-- Begin EXCERPTED DATA --

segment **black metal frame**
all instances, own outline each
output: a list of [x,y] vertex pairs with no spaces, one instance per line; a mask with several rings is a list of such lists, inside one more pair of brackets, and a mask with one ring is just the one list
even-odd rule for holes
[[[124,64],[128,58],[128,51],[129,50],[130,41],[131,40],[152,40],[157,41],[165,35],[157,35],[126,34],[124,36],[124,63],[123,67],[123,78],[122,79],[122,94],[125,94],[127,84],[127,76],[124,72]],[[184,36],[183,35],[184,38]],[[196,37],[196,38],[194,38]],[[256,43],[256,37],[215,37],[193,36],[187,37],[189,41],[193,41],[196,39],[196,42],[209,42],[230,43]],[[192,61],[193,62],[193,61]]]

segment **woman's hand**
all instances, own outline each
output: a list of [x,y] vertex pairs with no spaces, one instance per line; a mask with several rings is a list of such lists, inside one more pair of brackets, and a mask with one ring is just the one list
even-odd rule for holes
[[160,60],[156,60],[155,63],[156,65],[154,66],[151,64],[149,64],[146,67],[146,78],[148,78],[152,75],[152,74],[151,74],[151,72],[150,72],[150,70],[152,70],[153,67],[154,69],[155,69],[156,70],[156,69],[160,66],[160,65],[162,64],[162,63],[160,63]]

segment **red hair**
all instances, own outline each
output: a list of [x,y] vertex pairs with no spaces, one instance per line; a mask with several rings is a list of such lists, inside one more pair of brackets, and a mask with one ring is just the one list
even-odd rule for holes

-- End EXCERPTED DATA --

## EXERCISE DESCRIPTION
Put these lines into a JSON list of strings, one string per line, with the blank lines left out.

## RESPONSE TO THIS EXERCISE
[
  "segment **black metal frame**",
  "all instances, own outline each",
  "output: a list of [x,y] vertex pairs with no spaces, one instance per line; a mask with several rings is a list of such lists, inside one more pair of brackets, and a mask with one ring is just the one list",
  "even-odd rule for holes",
  "[[[124,64],[128,58],[128,51],[129,50],[130,41],[131,40],[152,40],[157,41],[165,35],[157,35],[126,34],[124,36],[124,63],[123,67],[123,78],[122,79],[122,94],[125,94],[127,84],[127,76],[124,72]],[[184,36],[183,35],[184,38]],[[196,37],[196,38],[194,38]],[[256,43],[256,37],[215,37],[193,36],[187,37],[189,41],[193,41],[196,39],[196,42],[209,42],[230,43]],[[192,61],[193,62],[193,61]]]",
  "segment **woman's hand**",
  "all instances, own outline each",
  "output: a list of [x,y] vertex pairs with no spaces, one instance per line; a mask with several rings is a list of such lists, inside one more pair of brackets, and a mask with one ring is just the one list",
  "even-odd rule for holes",
  "[[160,60],[156,60],[155,63],[156,65],[154,66],[151,64],[149,64],[146,67],[146,78],[148,78],[152,75],[152,74],[151,74],[151,72],[150,72],[150,70],[152,70],[153,67],[154,69],[155,69],[156,70],[156,69],[160,66],[160,65],[162,64],[162,63],[160,63]]",
  "segment **red hair**",
  "all instances, own outline each",
  "output: a list of [x,y] vertex pairs with no spaces, one instance per line; a mask with several rings is a list of such lists, inside one more pair of brackets, and a mask with one ring is just the one list",
  "even-odd rule for holes"
]